SUPPLIED INFORMATION:
**********

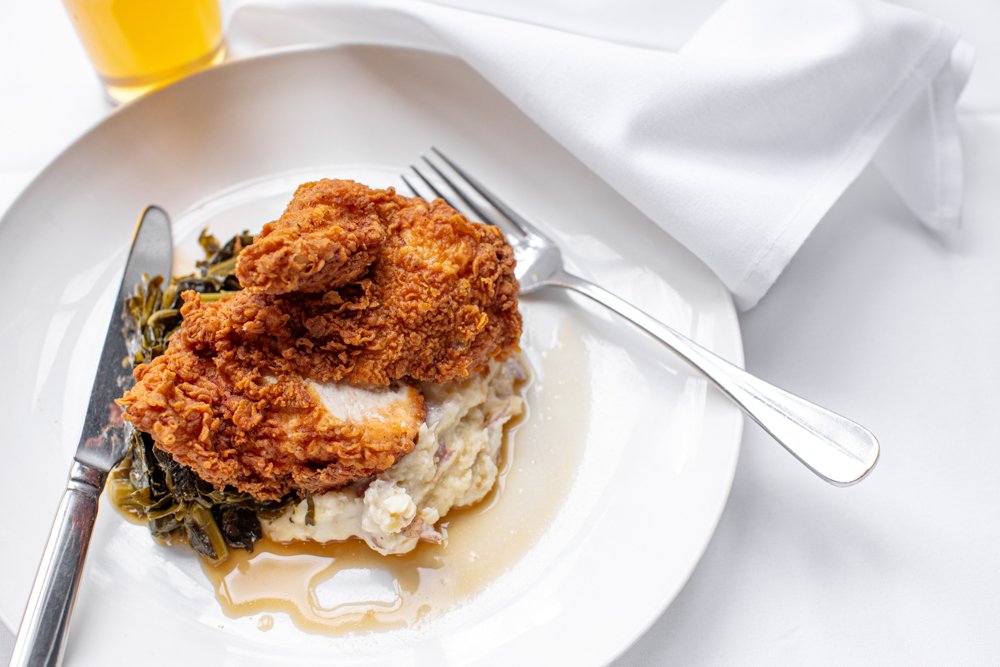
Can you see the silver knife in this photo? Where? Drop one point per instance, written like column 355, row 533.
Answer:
column 40, row 640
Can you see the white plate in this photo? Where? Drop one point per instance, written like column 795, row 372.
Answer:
column 659, row 448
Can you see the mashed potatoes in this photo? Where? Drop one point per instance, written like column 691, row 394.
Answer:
column 454, row 464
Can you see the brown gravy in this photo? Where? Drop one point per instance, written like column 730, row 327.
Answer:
column 346, row 587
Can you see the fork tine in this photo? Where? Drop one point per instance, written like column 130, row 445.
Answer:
column 434, row 188
column 483, row 215
column 515, row 218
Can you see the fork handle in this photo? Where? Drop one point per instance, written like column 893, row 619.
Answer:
column 837, row 449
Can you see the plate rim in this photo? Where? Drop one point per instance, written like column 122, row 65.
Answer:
column 273, row 53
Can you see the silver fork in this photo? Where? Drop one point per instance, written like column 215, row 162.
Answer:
column 835, row 448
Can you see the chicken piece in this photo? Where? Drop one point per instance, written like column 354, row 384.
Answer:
column 438, row 302
column 327, row 237
column 233, row 395
column 271, row 434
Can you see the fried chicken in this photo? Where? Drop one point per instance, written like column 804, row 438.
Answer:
column 326, row 238
column 350, row 285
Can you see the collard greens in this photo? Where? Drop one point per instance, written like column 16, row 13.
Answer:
column 176, row 503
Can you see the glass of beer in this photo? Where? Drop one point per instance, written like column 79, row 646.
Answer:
column 139, row 45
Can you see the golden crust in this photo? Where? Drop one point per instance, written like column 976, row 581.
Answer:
column 265, row 435
column 436, row 302
column 326, row 238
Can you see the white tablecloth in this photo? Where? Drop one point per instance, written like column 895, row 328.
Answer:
column 876, row 318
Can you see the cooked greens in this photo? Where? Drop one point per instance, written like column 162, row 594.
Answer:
column 176, row 503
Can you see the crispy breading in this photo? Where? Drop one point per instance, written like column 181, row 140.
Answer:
column 266, row 434
column 326, row 238
column 437, row 301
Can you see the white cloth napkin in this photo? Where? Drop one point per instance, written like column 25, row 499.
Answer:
column 736, row 145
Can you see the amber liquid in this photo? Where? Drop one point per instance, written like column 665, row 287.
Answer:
column 307, row 581
column 139, row 45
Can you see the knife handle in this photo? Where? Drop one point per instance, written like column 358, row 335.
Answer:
column 41, row 638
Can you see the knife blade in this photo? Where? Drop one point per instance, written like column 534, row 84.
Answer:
column 40, row 639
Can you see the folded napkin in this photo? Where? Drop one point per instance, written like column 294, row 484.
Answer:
column 738, row 143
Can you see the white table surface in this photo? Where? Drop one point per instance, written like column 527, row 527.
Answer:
column 876, row 318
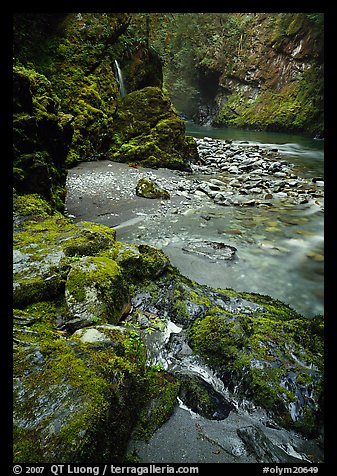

**********

SHORT EXERCISE:
Reproduce word for word the stretch of the records above from the line containing "Can you see the white plate" through the line containing "column 454, row 464", including both of those lines.

OUTPUT OF THE TASK:
Can you see the white plate in this photo? Where? Drop one point per instance, written like column 795, row 372.
Answer:
column 659, row 448
Can you see the mashed potatoes in this photo? Where? Drop one point per instance, written like column 691, row 394.
Answer:
column 454, row 464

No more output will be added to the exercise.